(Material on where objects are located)

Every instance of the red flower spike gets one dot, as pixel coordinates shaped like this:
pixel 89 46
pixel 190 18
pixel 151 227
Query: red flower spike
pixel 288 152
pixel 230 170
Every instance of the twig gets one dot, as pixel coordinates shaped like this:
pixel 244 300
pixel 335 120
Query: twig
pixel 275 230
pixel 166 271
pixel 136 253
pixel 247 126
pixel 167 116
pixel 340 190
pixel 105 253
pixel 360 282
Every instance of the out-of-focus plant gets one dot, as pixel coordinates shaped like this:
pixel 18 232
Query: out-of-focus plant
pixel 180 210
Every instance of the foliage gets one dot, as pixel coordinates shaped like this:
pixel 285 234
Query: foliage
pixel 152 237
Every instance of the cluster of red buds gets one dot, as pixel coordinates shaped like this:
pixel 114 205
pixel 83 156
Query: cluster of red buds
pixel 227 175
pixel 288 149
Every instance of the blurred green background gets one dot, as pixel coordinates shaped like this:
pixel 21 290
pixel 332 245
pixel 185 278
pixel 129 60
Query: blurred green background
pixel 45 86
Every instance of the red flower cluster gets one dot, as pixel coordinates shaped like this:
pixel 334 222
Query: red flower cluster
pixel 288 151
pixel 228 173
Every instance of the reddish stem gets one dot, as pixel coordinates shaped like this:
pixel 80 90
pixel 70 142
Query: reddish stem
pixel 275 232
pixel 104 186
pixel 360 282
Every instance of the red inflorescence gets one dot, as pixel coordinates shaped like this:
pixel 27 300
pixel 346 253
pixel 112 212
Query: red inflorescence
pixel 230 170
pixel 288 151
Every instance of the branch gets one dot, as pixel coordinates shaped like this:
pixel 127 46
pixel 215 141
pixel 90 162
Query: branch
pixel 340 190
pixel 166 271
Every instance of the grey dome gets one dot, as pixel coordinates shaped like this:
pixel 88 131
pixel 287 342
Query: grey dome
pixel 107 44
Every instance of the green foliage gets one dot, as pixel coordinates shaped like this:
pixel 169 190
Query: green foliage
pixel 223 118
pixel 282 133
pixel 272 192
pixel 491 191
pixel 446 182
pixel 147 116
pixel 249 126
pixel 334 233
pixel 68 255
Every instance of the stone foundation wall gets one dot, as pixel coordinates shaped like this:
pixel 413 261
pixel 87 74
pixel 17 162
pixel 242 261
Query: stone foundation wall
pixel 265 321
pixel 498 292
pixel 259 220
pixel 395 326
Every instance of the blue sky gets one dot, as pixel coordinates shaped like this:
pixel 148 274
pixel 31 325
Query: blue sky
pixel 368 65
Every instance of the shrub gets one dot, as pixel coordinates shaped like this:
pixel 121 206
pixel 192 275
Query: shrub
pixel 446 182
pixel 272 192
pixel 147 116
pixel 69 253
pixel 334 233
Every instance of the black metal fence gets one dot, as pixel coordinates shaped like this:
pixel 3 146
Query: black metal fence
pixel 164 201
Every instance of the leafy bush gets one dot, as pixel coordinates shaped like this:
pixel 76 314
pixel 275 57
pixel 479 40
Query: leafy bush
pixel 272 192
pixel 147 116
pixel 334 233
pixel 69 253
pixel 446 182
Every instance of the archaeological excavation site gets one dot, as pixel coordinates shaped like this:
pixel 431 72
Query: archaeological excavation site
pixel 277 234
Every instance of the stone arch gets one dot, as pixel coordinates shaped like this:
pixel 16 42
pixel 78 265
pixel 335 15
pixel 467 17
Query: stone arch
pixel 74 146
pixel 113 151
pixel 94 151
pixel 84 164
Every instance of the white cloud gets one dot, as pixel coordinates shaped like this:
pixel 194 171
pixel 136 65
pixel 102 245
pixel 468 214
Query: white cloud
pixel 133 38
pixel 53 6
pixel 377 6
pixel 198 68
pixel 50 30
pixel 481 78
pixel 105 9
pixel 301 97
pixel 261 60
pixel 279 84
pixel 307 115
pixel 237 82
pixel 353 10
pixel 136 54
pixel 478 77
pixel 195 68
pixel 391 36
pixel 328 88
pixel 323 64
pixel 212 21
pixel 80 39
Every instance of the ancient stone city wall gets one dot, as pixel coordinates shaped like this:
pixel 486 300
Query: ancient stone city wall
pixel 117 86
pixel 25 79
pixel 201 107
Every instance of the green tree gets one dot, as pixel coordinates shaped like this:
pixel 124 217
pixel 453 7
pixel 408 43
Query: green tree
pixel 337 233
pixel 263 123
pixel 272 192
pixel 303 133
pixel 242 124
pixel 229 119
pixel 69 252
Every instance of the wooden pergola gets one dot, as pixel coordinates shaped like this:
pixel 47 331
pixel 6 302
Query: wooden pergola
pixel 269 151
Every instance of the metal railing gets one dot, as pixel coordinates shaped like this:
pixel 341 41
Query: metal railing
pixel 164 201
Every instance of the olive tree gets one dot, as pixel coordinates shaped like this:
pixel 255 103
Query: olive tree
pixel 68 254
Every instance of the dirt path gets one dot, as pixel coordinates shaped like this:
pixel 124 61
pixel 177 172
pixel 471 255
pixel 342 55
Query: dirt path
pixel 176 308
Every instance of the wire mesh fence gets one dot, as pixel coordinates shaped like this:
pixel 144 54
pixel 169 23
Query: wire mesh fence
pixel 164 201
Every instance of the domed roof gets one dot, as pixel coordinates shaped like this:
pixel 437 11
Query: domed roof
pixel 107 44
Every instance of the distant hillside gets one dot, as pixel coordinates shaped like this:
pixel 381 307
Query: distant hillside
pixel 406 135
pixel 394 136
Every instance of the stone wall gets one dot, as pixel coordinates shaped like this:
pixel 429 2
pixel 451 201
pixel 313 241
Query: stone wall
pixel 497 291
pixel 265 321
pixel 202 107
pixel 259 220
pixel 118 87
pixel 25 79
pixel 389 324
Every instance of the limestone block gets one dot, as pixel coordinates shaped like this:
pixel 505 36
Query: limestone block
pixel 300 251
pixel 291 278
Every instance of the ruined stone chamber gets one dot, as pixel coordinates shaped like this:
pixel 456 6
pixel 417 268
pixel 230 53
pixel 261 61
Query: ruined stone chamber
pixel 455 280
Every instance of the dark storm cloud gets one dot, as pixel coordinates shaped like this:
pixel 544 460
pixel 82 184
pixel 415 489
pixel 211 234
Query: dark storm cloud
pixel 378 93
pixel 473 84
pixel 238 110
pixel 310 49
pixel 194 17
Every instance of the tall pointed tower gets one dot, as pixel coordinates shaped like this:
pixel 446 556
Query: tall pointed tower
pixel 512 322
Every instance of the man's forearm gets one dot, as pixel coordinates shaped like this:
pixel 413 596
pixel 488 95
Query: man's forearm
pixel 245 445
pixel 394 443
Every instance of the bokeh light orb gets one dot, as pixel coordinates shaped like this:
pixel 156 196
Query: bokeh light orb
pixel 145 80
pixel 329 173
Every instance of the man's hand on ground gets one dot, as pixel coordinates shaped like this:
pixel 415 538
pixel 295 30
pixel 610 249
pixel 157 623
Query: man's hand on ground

> **What to do**
Lay out every line of the material above as a Markdown table with two columns, "Row" for the row number and "Line" for the line itself, leaving out any blank lines.

> **Answer in full**
| Row | Line |
|---|---|
| 1 | Every instance of the red flower spike gets one dot, as pixel coordinates shaped like this: |
| 2 | pixel 89 46 |
| 3 | pixel 190 18 |
| 4 | pixel 151 227 |
| 5 | Query: red flower spike |
| 6 | pixel 288 152 |
| 7 | pixel 230 170 |
| 8 | Every instance of the twig gets one dot, as pixel coordinates shaped like this: |
| 9 | pixel 244 300 |
| 10 | pixel 335 120 |
| 11 | Query: twig |
| 12 | pixel 275 230 |
| 13 | pixel 166 271 |
| 14 | pixel 136 253 |
| 15 | pixel 247 126 |
| 16 | pixel 167 116 |
| 17 | pixel 340 190 |
| 18 | pixel 105 253 |
| 19 | pixel 360 282 |
| 20 | Every instance of the out-of-focus plant gets one dot, as pixel coordinates shaped like this: |
| 21 | pixel 18 232 |
| 22 | Query: out-of-focus plant |
| 23 | pixel 180 210 |
| 24 | Every instance of the foliage gets one dot, as pixel coordinates shaped like this: |
| 25 | pixel 285 234 |
| 26 | Query: foliage |
| 27 | pixel 152 237 |
| 28 | Every instance of the cluster of red buds gets one dot, as pixel coordinates shaped like this: |
| 29 | pixel 114 205 |
| 30 | pixel 83 156 |
| 31 | Query: cluster of red buds |
| 32 | pixel 227 175 |
| 33 | pixel 288 149 |
| 34 | Every instance of the blurred green background gets one dot, as pixel coordinates shaped like this: |
| 35 | pixel 21 290 |
| 36 | pixel 332 245 |
| 37 | pixel 185 278 |
| 38 | pixel 129 60 |
| 39 | Query: blurred green background |
| 40 | pixel 45 86 |
| 41 | Every instance of the red flower cluster gets one dot, as pixel coordinates shaped like this: |
| 42 | pixel 334 222 |
| 43 | Query: red flower cluster |
| 44 | pixel 288 151 |
| 45 | pixel 228 173 |
| 46 | Every instance of the reddish stem gets one dot, as pixel coordinates shaped like this: |
| 47 | pixel 80 90 |
| 48 | pixel 70 142 |
| 49 | Query: reddish stem |
| 50 | pixel 275 232 |
| 51 | pixel 104 186 |
| 52 | pixel 360 282 |
| 53 | Every instance of the red inflorescence gets one dot, as pixel coordinates shaped like this: |
| 54 | pixel 27 300 |
| 55 | pixel 346 253 |
| 56 | pixel 112 212 |
| 57 | Query: red inflorescence |
| 58 | pixel 230 170 |
| 59 | pixel 288 151 |
| 60 | Every instance of the branch gets one dot, as pixel coordinates shaped like this: |
| 61 | pixel 127 46 |
| 62 | pixel 215 141 |
| 63 | pixel 90 162 |
| 64 | Query: branch |
| 65 | pixel 340 190 |
| 66 | pixel 166 271 |
| 67 | Every instance of the grey dome gets one dot, as pixel coordinates shaped like this: |
| 68 | pixel 88 131 |
| 69 | pixel 287 342 |
| 70 | Query: grey dome |
| 71 | pixel 107 44 |
| 72 | Every instance of the green foliage gets one dot, as pixel coordinates shaped like this: |
| 73 | pixel 169 190 |
| 74 | Query: green foliage |
| 75 | pixel 223 118 |
| 76 | pixel 282 133 |
| 77 | pixel 272 192 |
| 78 | pixel 491 191 |
| 79 | pixel 446 182 |
| 80 | pixel 147 116 |
| 81 | pixel 249 126 |
| 82 | pixel 334 233 |
| 83 | pixel 68 255 |
| 84 | Every instance of the stone foundation wall gets one dot, as pixel coordinates shaped like this: |
| 85 | pixel 413 261 |
| 86 | pixel 87 74 |
| 87 | pixel 17 162 |
| 88 | pixel 242 261 |
| 89 | Query: stone foundation wall |
| 90 | pixel 265 321 |
| 91 | pixel 498 292 |
| 92 | pixel 259 220 |
| 93 | pixel 395 326 |
| 94 | Every instance of the blue sky gets one dot, as pixel coordinates shaped like this: |
| 95 | pixel 148 274 |
| 96 | pixel 31 325 |
| 97 | Query: blue sky |
| 98 | pixel 368 65 |
| 99 | Every instance of the shrub gets one dot, as pixel coordinates shaped like this: |
| 100 | pixel 121 206 |
| 101 | pixel 192 275 |
| 102 | Query: shrub |
| 103 | pixel 446 182 |
| 104 | pixel 272 192 |
| 105 | pixel 147 116 |
| 106 | pixel 69 253 |
| 107 | pixel 334 233 |
| 108 | Every instance of the black metal fence gets one dot, as pixel coordinates shaped like this: |
| 109 | pixel 3 146 |
| 110 | Query: black metal fence |
| 111 | pixel 164 201 |
| 112 | Every instance of the leafy bush gets one dot, as pixel coordinates shaped like this: |
| 113 | pixel 76 314 |
| 114 | pixel 275 57 |
| 115 | pixel 479 40 |
| 116 | Query: leafy bush |
| 117 | pixel 272 192 |
| 118 | pixel 147 116 |
| 119 | pixel 334 233 |
| 120 | pixel 69 253 |
| 121 | pixel 446 182 |
| 122 | Every instance of the archaeological excavation site gets one dot, as pixel coordinates shaped like this: |
| 123 | pixel 431 72 |
| 124 | Query: archaeological excavation site |
| 125 | pixel 277 234 |
| 126 | Every instance of the stone arch gets one dot, as pixel coordinates shaped like this: |
| 127 | pixel 16 42 |
| 128 | pixel 78 265 |
| 129 | pixel 335 15 |
| 130 | pixel 467 17 |
| 131 | Query: stone arch |
| 132 | pixel 74 146 |
| 133 | pixel 113 151 |
| 134 | pixel 94 151 |
| 135 | pixel 84 164 |
| 136 | Every instance of the white cloud gets one dot, as pixel coordinates shaped like this: |
| 137 | pixel 194 171 |
| 138 | pixel 136 65 |
| 139 | pixel 102 245 |
| 140 | pixel 468 214 |
| 141 | Query: white cloud |
| 142 | pixel 133 38 |
| 143 | pixel 53 6 |
| 144 | pixel 377 6 |
| 145 | pixel 198 68 |
| 146 | pixel 50 30 |
| 147 | pixel 481 78 |
| 148 | pixel 105 9 |
| 149 | pixel 301 97 |
| 150 | pixel 261 60 |
| 151 | pixel 279 84 |
| 152 | pixel 307 115 |
| 153 | pixel 237 82 |
| 154 | pixel 353 10 |
| 155 | pixel 136 54 |
| 156 | pixel 478 77 |
| 157 | pixel 195 68 |
| 158 | pixel 391 36 |
| 159 | pixel 328 88 |
| 160 | pixel 323 64 |
| 161 | pixel 212 21 |
| 162 | pixel 80 39 |
| 163 | Every instance of the ancient stone city wall gets one dot, as pixel coordinates shaped like this: |
| 164 | pixel 486 300 |
| 165 | Query: ancient stone city wall |
| 166 | pixel 117 86 |
| 167 | pixel 25 79 |
| 168 | pixel 201 107 |
| 169 | Every instance of the green tree gets one dot, as pixel coordinates shaped like this: |
| 170 | pixel 124 217 |
| 171 | pixel 453 7 |
| 172 | pixel 408 43 |
| 173 | Query: green tree |
| 174 | pixel 337 233 |
| 175 | pixel 263 123 |
| 176 | pixel 272 192 |
| 177 | pixel 303 133 |
| 178 | pixel 242 124 |
| 179 | pixel 229 119 |
| 180 | pixel 69 252 |
| 181 | Every instance of the wooden pergola gets one dot, as pixel coordinates shaped like this: |
| 182 | pixel 47 331 |
| 183 | pixel 6 302 |
| 184 | Query: wooden pergola |
| 185 | pixel 269 151 |
| 186 | Every instance of the metal railing gets one dot, as pixel coordinates shaped like this: |
| 187 | pixel 341 41 |
| 188 | Query: metal railing |
| 189 | pixel 164 201 |
| 190 | Every instance of the olive tree gets one dot, as pixel coordinates shaped like this: |
| 191 | pixel 255 103 |
| 192 | Query: olive tree |
| 193 | pixel 68 254 |
| 194 | Every instance of the dirt path gets one dot, as pixel coordinates shaped like this: |
| 195 | pixel 124 61 |
| 196 | pixel 177 172 |
| 197 | pixel 471 255 |
| 198 | pixel 342 55 |
| 199 | Query: dirt path |
| 200 | pixel 176 308 |
| 201 | Every instance of the wire mesh fence gets one dot, as pixel coordinates shaped like this: |
| 202 | pixel 144 54 |
| 203 | pixel 169 23 |
| 204 | Query: wire mesh fence |
| 205 | pixel 164 201 |
| 206 | Every instance of the domed roof gets one dot, as pixel coordinates shaped like this: |
| 207 | pixel 437 11 |
| 208 | Query: domed roof |
| 209 | pixel 107 44 |
| 210 | Every instance of the distant hillside gets one dot, as pixel coordinates shaped like this: |
| 211 | pixel 381 307 |
| 212 | Query: distant hillside |
| 213 | pixel 406 135 |
| 214 | pixel 394 136 |
| 215 | Every instance of the stone wall gets one dot, as pixel coordinates shaped like this: |
| 216 | pixel 429 2 |
| 217 | pixel 451 201 |
| 218 | pixel 313 241 |
| 219 | Query: stone wall |
| 220 | pixel 497 291 |
| 221 | pixel 265 321 |
| 222 | pixel 202 107 |
| 223 | pixel 259 220 |
| 224 | pixel 118 87 |
| 225 | pixel 25 79 |
| 226 | pixel 389 324 |
| 227 | Every instance of the limestone block gets one dot, as pixel coordinates shaped like this: |
| 228 | pixel 505 36 |
| 229 | Query: limestone block |
| 230 | pixel 300 251 |
| 231 | pixel 291 278 |
| 232 | Every instance of the ruined stone chamber gets one dot, as pixel coordinates shaped like this: |
| 233 | pixel 456 6 |
| 234 | pixel 417 268 |
| 235 | pixel 230 53 |
| 236 | pixel 261 61 |
| 237 | Query: ruined stone chamber |
| 238 | pixel 455 280 |
| 239 | Every instance of the dark storm cloud gets one dot, as pixel coordinates shaped like this: |
| 240 | pixel 544 460 |
| 241 | pixel 82 184 |
| 242 | pixel 415 489 |
| 243 | pixel 211 234 |
| 244 | Query: dark storm cloud |
| 245 | pixel 378 93 |
| 246 | pixel 473 84 |
| 247 | pixel 238 110 |
| 248 | pixel 310 49 |
| 249 | pixel 194 17 |
| 250 | Every instance of the tall pointed tower gets one dot, as pixel coordinates shaped like this: |
| 251 | pixel 446 556 |
| 252 | Query: tall pointed tower |
| 253 | pixel 512 322 |
| 254 | Every instance of the man's forearm gets one dot, as pixel coordinates shaped like this: |
| 255 | pixel 413 596 |
| 256 | pixel 488 95 |
| 257 | Query: man's forearm |
| 258 | pixel 245 445 |
| 259 | pixel 394 443 |
| 260 | Every instance of the bokeh light orb gets one dot, as pixel coordinates shaped like this: |
| 261 | pixel 156 196 |
| 262 | Query: bokeh light orb |
| 263 | pixel 145 80 |
| 264 | pixel 329 173 |
| 265 | Every instance of the man's hand on ground gets one dot, as pixel coordinates shaped like this: |
| 266 | pixel 415 538 |
| 267 | pixel 295 30 |
| 268 | pixel 610 249 |
| 269 | pixel 157 623 |
| 270 | Query: man's hand on ground |